### Given exercise A
Please translate this sentence from the Lipstadt text below into Spanish: "In 1997, Lipstadt received the Emory Williams teaching award for excellence in teaching."
### Given exercise B
In the Lipstadt text below, which book earned her the 2019 National Jewish Book Award in Education and Jewish Identity?
### Given exercise C
Go on with the Lipstadt text below, picking up right after its final sentence.

In the same interview, she argued that "If anti-Semitism becomes the reason through which your Jewish view of the world is refracted, if it becomes your prism, then it is very unhealthy. Jewish tradition never wanted that." She said "You listen to Newt Gingrich talking about the Palestinians as an 'invented people'—it's out-Aipacking AIPAC, it's out-Israeling Israel". On a visit to London in September 2014, Lipstadt criticized the Israeli government and said that the government had "cheapened" the memory of the Holocaust by using it to justify war. She has also rejected the view that Israeli military actions during the 2014 Israel–Gaza conflict constituted a genocide.

Lipstadt returned to the theme of soft-core Holocaust denial in The Atlantic when responding to the Trump administration's statement on International Holocaust Remembrance Day, January 27, 2017, which was condemned for the absence of a specific mention of Jews, as the principal victims of the Holocaust or of antisemitism itself. "The Holocaust was de-Judaized. It is possible that it all began with a mistake. Someone simply did not realize what they were doing. It is also possible that someone did this deliberately."

In February 2019, Lipstadt resigned her membership in the Young Israel synagogue movement because its national council president defended Israeli Prime Minister Benjamin Netanyahu's facilitation of a merger between the Bayit Yehudi party and the extremist Otzma Yehudit party.

In October 2019, Lipstadt had a letter to the editor published in The New York Times, prompted by the awarding of the Nobel Prize in Literature to Peter Handke, in which she wrote that the Nobel Committee awarded Handke a platform "he does not deserve" and that "the public does not need him to have", adding that such a platform could convince some that his "false claims must have some legitimacy".

Awards and honors
After the publication of Denying the Holocaust in June 1993, Lipstadt received the 1994 National Jewish Book Award. Already a consultant to the United States Holocaust Memorial Museum, President Bill Clinton appointed her in 1994 to the United States Holocaust Memorial Council. In 1997, Lipstadt received the Emory Williams teaching award for excellence in teaching. She is also a recipient of the Albert D. Chernin Award from the Jewish Council for Public Affairs, which is given to "an American Jew whose work best exemplifies the social justice imperatives of Judaism, Jewish history and the protection of the Bill of Rights, particularly the First Amendment." Previous recipients of the Award include Ruth Bader Ginsburg and Alan Dershowitz. Lipstadt was awarded the 2005 National Jewish Book Award in the Holocaust category for History on Trial: My Day in Court with a Holocaust Denier and the 2019 National Jewish Book Award in Education and Jewish Identity for Antisemitism: Here and Now.

### Supplied entries
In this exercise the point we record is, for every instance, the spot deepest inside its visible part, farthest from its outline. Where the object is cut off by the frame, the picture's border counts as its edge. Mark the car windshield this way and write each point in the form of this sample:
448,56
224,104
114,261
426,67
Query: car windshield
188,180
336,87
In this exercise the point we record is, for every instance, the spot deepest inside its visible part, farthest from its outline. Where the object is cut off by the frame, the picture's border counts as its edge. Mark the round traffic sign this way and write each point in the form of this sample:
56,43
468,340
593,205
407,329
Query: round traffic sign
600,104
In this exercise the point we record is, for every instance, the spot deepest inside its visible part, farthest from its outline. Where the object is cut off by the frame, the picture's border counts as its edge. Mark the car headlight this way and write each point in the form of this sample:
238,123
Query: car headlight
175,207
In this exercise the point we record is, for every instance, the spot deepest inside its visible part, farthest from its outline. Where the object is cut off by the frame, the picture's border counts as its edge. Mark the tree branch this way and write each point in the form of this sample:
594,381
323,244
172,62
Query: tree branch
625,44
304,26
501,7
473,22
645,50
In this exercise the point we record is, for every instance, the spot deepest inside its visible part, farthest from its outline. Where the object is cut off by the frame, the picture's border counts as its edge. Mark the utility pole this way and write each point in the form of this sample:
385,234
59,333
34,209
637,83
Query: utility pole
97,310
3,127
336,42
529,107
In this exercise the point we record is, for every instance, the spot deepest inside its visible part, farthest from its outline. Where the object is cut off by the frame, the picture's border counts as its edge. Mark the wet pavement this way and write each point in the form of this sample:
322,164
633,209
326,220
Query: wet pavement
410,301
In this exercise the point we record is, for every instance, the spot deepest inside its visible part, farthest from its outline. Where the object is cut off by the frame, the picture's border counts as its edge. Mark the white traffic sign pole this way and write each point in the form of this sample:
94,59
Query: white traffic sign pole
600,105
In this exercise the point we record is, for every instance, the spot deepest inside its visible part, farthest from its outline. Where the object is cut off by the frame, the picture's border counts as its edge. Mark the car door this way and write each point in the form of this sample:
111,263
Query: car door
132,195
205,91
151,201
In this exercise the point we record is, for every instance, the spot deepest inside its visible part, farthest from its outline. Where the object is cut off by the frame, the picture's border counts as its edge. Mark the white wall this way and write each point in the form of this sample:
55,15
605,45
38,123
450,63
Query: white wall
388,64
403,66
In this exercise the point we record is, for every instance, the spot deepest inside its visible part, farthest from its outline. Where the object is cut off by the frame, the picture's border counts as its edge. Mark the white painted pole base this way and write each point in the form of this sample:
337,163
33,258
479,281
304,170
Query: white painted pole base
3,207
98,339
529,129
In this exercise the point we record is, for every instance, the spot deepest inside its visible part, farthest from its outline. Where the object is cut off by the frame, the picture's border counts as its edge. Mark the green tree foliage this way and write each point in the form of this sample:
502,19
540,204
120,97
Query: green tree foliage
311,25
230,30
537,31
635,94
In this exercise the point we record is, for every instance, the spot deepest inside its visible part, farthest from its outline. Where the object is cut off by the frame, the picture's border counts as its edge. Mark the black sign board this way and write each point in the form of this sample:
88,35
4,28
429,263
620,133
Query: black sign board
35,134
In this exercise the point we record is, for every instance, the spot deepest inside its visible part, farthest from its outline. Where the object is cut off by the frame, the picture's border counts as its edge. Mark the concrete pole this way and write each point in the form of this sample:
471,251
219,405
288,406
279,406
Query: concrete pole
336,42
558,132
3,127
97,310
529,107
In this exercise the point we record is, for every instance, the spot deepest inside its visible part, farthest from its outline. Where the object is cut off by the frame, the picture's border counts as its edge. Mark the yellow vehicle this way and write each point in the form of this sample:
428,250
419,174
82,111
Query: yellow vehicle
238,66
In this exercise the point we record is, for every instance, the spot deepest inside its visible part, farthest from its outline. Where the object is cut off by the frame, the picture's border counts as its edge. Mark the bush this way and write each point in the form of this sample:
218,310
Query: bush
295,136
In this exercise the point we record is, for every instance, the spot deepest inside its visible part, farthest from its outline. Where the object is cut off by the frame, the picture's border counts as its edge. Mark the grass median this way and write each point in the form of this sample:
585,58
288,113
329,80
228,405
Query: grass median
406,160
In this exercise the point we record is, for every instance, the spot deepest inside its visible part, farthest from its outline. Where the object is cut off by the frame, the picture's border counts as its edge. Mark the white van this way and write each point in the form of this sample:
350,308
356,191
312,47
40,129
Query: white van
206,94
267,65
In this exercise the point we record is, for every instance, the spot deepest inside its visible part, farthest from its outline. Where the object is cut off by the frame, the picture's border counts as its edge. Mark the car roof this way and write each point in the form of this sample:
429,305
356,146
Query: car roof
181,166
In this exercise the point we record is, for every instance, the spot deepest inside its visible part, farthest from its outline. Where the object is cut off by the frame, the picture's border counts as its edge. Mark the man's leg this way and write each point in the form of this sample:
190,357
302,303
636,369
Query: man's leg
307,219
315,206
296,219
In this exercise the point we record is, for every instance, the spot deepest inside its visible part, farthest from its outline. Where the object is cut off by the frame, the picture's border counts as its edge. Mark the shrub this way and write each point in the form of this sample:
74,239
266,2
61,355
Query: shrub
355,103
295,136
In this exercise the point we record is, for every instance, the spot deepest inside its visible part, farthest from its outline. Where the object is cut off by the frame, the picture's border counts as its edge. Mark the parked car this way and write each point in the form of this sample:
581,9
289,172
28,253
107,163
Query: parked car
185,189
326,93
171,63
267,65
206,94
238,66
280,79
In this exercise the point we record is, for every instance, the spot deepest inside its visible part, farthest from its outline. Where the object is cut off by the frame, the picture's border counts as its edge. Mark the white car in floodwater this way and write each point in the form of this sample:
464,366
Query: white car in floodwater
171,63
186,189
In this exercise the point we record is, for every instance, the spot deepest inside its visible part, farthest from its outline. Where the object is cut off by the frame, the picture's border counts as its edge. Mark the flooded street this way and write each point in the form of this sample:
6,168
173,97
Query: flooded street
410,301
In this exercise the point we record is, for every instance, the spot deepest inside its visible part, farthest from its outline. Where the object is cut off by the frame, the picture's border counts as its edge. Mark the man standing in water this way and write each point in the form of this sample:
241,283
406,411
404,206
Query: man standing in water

### Output A
En 1997, Lipstadt recibió el premio de docencia Emory Williams a la excelencia en la enseñanza.

### Output B
Antisemitism: Here and Now.

### Output C
Lipstadt has received honorary doctorates from a number of institutions, including Ohio Wesleyan University, John Jay College of Criminal Justice of the City University of New York, Yeshiva University, and the Jewish Theological Seminary of America, among others.

Works

 Autobiographies
 History on Trial: My Day in Court with a Holocaust Denier (2005), memoir

 Biographies
 The Zionist Career of Louis Lipsky, 1900–1921 (1982), Lipstadt's dissertation as a book, written in 1976

 History
 An Outline of American Zionist History 1759–1948 (1971)
 Beyond Belief: The American Press and the Coming of the Holocaust, 1933–1945 (1985)
 Denying the Holocaust: The Growing Assault on Truth and Memory (1993)
 The Eichmann Trial (2011)
 Holocaust: An American Understanding (2016)
 Antisemitism: Here and Now (2018)

In popular culture
Actress Rachel Weisz portrayed Lipstadt in Denial (2016), a film based on her 2005 book History on Trial: My Day in Court with David Irving, directed by Mick Jackson.

References

External links

 
 Deborah Lipstadt Faculty biography at Emory University.
 Deborah Lipstadt's blog.
 Voices on Antisemitism Podcast  Deborah Lipstadt interview and transcript from the United States Holocaust Memorial Museum (2007)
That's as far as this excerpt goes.